What is required:
Copy the data below word for word, without the pictures.
— begin Record list —
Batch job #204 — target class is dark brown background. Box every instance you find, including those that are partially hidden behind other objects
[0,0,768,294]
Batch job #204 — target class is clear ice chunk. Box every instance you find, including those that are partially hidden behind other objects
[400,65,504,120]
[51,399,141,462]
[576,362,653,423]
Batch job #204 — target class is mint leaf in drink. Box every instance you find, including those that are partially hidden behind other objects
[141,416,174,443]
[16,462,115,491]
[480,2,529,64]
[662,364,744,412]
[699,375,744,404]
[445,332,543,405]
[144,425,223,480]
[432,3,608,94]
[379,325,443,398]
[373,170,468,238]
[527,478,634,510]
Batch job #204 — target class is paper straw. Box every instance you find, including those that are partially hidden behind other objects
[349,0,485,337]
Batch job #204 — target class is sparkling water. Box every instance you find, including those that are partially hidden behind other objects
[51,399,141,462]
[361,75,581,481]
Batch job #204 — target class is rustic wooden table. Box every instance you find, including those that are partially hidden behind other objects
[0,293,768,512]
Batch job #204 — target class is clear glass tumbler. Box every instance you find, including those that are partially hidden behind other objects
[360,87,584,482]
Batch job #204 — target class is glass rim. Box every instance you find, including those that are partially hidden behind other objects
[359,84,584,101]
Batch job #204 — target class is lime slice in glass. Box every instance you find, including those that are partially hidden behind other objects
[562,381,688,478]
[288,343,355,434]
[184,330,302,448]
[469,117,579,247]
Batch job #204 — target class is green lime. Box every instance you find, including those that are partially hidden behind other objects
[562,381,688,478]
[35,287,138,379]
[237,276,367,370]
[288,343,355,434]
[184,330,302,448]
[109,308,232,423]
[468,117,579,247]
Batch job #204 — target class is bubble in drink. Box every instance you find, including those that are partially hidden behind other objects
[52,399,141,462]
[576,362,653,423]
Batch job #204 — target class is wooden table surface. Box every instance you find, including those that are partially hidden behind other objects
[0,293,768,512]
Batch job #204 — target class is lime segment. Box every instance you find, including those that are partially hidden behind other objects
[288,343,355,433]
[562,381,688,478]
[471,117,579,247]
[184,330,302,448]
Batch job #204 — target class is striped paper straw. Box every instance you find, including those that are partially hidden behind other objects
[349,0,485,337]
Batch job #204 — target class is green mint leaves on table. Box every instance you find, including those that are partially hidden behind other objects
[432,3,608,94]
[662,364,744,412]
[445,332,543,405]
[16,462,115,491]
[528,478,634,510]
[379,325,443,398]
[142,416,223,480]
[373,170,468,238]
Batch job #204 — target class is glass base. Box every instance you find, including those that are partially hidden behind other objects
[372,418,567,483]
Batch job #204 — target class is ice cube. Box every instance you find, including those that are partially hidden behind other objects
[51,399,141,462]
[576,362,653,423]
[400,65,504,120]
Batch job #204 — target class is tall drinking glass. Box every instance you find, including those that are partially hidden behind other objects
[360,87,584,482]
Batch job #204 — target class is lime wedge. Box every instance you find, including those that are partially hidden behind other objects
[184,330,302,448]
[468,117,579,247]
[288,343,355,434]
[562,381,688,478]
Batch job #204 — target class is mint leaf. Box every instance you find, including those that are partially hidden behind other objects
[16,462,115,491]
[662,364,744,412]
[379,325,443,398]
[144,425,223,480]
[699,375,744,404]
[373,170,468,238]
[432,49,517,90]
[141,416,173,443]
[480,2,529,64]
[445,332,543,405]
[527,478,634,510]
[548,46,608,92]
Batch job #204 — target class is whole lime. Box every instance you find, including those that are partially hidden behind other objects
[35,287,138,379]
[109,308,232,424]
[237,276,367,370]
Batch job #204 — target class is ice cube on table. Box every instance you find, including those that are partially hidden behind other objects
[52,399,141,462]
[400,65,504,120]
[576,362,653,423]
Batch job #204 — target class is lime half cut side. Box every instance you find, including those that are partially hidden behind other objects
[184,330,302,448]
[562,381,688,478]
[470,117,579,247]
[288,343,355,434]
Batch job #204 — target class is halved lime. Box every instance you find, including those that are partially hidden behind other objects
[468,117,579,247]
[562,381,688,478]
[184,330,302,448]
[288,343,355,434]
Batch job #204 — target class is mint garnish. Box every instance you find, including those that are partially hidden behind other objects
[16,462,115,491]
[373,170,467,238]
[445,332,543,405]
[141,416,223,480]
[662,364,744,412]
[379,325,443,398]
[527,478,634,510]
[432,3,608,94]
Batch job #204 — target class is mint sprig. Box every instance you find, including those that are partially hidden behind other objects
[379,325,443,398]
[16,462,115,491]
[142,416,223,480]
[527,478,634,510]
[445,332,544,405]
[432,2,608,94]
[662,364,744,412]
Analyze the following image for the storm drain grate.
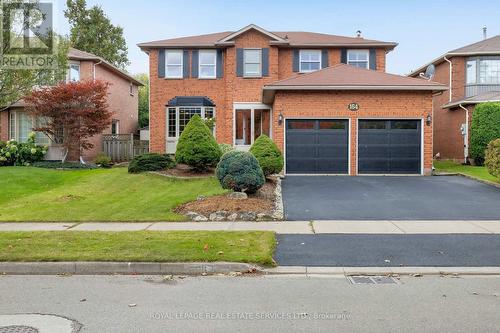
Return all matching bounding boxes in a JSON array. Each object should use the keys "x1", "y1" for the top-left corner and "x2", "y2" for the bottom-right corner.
— end Record list —
Written answer:
Batch job #204 — target class is dark brown background. Box every instance you find, including those that are partially hidden behind other objects
[0,0,768,294]
Batch job #204 — target class is clear ice chunk. Box every instance you find, including those that are partially hidden behind other objects
[400,65,504,120]
[51,399,141,462]
[576,362,653,423]
Batch job #204 — target class is mint leaf in drink. Box every instance you find, including those that are partially hidden behind other objects
[141,416,174,443]
[16,462,115,491]
[480,2,529,64]
[662,364,744,412]
[699,375,744,404]
[445,332,543,405]
[144,425,223,480]
[432,3,608,94]
[379,325,443,398]
[373,170,468,238]
[527,478,634,510]
Batch job #204 — target class is paper straw. Box every instance you find, including those that are partially hidden behind other objects
[349,0,485,337]
Batch job #204 — target class is sparkling water. Box every instance you find, including those that are partially hidden behind other objects
[51,399,141,462]
[361,75,581,481]
Batch job #204 — target class is rustic wooden table. Box every instance you find, including those that are partially hidden behind other objects
[0,293,768,512]
Batch job #204 — target class is clear glass tumbler. Box every instance you find, including those that are partially hidden behind other objects
[360,87,584,482]
Batch job #204 — target class is glass rim. Box every instance you find, including those that are partially hidden behind other objects
[359,84,584,101]
Batch job #204 — target class is lime slice in glass. Box every instance you find, including those that are partially hidden behind other objects
[562,381,688,478]
[288,343,355,434]
[184,330,302,448]
[469,117,579,247]
Batch job #204 — target class is green lime. Box every instance you find, including those that are partially hidden behind other objects
[562,381,688,478]
[35,287,138,379]
[237,276,367,370]
[288,343,355,434]
[184,330,302,448]
[109,308,232,423]
[468,117,579,247]
Batch job #204 — target class is bubble in drink. Box every instance you find, including those that are partially hidden behind other objects
[52,399,141,462]
[576,362,653,423]
Batch job #204 — target class is wooden table surface. Box every instance you find, including those that are partially hidden behind other objects
[0,293,768,512]
Batch job #204 — target class is lime segment. Box every instance you find, including those that are partially hidden behind other objects
[288,343,355,433]
[562,381,688,478]
[471,117,579,247]
[184,330,302,448]
Batch job #204 — target class is striped paper straw. Box every instance you find, including those that are partially hidden behind other objects
[349,0,485,337]
Batch job #204 — target class is green mint leaves on table. Box every instance you find, including those that are partially hidden behind other objects
[432,3,608,94]
[662,364,744,412]
[445,332,543,405]
[16,462,115,491]
[528,478,634,510]
[379,325,443,398]
[142,416,223,480]
[373,170,468,238]
Batch job #204 — target class is glass base. Box every instance you find, including those that are partially hidden behind other objects
[372,418,567,483]
Batch job #204 — target class is ice cube. Box every instance you find, including those that are partially hidden behind other objects
[51,399,141,462]
[576,362,653,423]
[400,65,504,120]
Batch job #204 — target class is tall drinking glass. Box every instance you find, including those that are partially hidden behind other objects
[360,87,584,482]
Batch job #204 — target class is lime wedge. Box every instance you find, including those that are partially hidden behind other objects
[184,330,302,448]
[468,117,579,247]
[288,343,355,434]
[562,381,688,478]
Batch job #204 — target class is mint leaf. Box every instance you find, including those that are partially hidden behind other objects
[16,462,115,491]
[662,364,744,412]
[379,325,443,398]
[144,425,223,480]
[699,375,744,404]
[373,170,468,238]
[432,49,517,90]
[141,416,173,443]
[480,2,529,64]
[445,332,543,405]
[527,478,634,510]
[548,46,608,92]
Batch job #204 — target class is whole lime. Box every instance you find, including those that are partially hidden behind other objects
[35,287,138,379]
[109,308,232,424]
[237,276,367,370]
Batch job #204 — target class is ice cube on table. Box every instance you find, including those that are partially hidden behind other objects
[52,399,141,462]
[400,65,504,120]
[576,362,653,423]
Batch job #204 — target class is lime half cut side. Box every instance you find, including those that are partially hidden behind other objects
[184,330,302,448]
[562,381,688,478]
[470,117,579,247]
[288,343,355,434]
Batch job #204 — target class is halved lime. Box every instance you find, including those that are partially hidden behind other objects
[468,117,579,247]
[562,381,688,478]
[184,330,302,448]
[288,343,355,434]
Batch job #204 — target class is mint garnish. Box every instance you find, including those that are partially hidden behind other objects
[16,462,115,491]
[373,170,467,238]
[445,332,543,405]
[141,416,223,480]
[662,364,744,412]
[379,325,443,398]
[527,478,634,510]
[432,3,608,94]
Batch job #204 — target class is mint sprig. Box every instance you find, including those that are partially hidden behind other objects
[379,325,443,398]
[16,462,115,491]
[142,416,223,480]
[527,478,634,510]
[445,332,544,405]
[432,2,608,94]
[662,364,744,412]
Analyze the following image for the storm drain grate.
Return all matching bounding boxes in a JSON array. Each object should use the keys "x1", "y1" for the top-left corner and "x2", "y2" for the bottom-right corner.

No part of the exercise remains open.